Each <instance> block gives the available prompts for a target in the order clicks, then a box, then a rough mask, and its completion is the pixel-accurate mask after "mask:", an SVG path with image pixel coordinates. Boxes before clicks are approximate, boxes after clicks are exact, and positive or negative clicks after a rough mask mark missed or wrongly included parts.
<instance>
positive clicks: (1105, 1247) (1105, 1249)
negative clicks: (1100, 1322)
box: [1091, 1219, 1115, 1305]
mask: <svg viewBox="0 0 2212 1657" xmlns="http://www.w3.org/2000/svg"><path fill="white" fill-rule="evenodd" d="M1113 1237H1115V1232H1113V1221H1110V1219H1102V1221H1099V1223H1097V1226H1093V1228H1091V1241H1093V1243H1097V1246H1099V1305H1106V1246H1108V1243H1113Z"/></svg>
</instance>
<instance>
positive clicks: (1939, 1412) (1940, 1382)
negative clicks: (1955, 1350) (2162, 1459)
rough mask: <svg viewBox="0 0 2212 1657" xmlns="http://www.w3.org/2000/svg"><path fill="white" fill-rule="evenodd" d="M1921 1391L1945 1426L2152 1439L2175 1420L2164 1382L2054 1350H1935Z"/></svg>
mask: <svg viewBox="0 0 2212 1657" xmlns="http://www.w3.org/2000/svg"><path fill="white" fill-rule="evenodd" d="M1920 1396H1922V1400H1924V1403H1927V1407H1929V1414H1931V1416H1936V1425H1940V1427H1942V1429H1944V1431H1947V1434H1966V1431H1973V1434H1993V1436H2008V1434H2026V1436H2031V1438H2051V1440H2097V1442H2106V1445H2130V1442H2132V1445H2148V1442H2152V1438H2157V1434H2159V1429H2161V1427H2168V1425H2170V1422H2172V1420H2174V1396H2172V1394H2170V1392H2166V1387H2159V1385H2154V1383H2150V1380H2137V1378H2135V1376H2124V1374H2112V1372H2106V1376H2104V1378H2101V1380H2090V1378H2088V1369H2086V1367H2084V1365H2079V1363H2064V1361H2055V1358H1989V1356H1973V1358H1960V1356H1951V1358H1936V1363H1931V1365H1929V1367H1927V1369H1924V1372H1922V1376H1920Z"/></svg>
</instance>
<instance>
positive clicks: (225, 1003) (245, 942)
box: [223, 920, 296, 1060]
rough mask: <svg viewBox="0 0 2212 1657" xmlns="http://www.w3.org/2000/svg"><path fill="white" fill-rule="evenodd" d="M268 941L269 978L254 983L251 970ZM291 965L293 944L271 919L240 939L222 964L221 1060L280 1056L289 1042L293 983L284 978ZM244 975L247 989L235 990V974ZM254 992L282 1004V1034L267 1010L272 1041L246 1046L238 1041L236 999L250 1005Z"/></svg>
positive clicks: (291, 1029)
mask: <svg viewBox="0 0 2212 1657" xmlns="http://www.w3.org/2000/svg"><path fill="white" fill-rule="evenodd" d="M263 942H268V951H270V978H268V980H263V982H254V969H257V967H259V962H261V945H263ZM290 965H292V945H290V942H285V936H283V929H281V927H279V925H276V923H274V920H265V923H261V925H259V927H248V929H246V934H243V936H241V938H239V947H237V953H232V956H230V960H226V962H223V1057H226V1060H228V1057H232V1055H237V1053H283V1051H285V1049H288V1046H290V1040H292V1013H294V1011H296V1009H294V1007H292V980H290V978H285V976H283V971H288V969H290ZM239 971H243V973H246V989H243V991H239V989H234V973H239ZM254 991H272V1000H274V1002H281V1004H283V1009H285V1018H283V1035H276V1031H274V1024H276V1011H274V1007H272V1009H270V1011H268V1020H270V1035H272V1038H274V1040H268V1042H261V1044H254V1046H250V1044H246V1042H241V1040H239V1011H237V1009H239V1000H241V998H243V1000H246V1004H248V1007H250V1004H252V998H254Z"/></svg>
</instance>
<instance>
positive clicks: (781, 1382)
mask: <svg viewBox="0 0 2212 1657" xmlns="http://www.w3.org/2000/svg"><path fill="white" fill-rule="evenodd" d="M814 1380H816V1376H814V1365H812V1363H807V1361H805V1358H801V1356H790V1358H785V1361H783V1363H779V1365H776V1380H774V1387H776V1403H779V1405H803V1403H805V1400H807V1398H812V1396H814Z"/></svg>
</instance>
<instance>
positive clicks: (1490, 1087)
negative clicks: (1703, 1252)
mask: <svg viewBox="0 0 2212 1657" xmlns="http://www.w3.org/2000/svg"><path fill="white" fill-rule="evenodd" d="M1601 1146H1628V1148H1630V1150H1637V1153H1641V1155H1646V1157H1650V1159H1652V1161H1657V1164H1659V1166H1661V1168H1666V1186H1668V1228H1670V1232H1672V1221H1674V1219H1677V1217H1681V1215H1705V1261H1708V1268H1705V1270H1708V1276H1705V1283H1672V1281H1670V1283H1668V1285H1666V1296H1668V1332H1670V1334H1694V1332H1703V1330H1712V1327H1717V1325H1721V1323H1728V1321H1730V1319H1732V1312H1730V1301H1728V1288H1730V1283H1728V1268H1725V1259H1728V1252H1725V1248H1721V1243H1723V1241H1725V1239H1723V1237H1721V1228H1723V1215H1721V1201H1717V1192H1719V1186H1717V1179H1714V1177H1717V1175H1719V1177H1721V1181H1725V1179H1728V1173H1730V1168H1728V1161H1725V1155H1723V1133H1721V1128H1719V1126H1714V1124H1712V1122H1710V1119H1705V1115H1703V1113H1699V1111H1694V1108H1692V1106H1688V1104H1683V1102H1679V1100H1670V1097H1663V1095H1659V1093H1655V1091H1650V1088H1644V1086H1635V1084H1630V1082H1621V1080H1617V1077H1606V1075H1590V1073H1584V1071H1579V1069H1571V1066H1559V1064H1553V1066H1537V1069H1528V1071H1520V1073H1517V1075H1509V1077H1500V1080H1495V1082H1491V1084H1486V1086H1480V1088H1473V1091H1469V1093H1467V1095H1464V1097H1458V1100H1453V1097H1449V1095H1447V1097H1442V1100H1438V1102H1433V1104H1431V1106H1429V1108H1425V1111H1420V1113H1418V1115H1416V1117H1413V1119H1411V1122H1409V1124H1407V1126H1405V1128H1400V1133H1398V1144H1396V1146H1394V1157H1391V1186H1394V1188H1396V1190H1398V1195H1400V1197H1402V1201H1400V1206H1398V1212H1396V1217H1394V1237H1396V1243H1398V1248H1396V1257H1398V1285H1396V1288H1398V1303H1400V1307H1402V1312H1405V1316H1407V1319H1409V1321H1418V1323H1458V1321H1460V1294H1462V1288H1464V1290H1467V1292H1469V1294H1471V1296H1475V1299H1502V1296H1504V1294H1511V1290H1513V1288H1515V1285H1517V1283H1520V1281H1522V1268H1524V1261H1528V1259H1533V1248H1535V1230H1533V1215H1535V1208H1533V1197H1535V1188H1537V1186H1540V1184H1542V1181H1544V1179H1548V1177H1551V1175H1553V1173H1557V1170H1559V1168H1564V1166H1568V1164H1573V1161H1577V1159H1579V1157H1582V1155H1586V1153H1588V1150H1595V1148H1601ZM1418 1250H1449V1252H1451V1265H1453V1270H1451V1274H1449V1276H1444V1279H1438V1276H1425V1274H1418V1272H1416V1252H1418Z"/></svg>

****

INSTRUCTIONS FOR THE TASK
Set out the lines above as a numbered list, leaving out any blank lines, for only the part that runs from the start of the entries through the line containing "box: [1091, 1219, 1115, 1305]", both ends included.

SOLUTION TO THIS TASK
1. Each <instance> block gives the available prompts for a target in the order clicks, then a box, then a rough mask, and its completion is the pixel-accurate mask after "mask:", an SVG path with image pixel coordinates. Boxes before clicks are approximate, boxes after clicks are exact, and positive or negative clicks after a rough mask mark missed or wrongly included parts.
2. <instance>
3. positive clicks: (1105, 1247) (1105, 1249)
4. negative clicks: (1100, 1322)
5. box: [1091, 1219, 1115, 1305]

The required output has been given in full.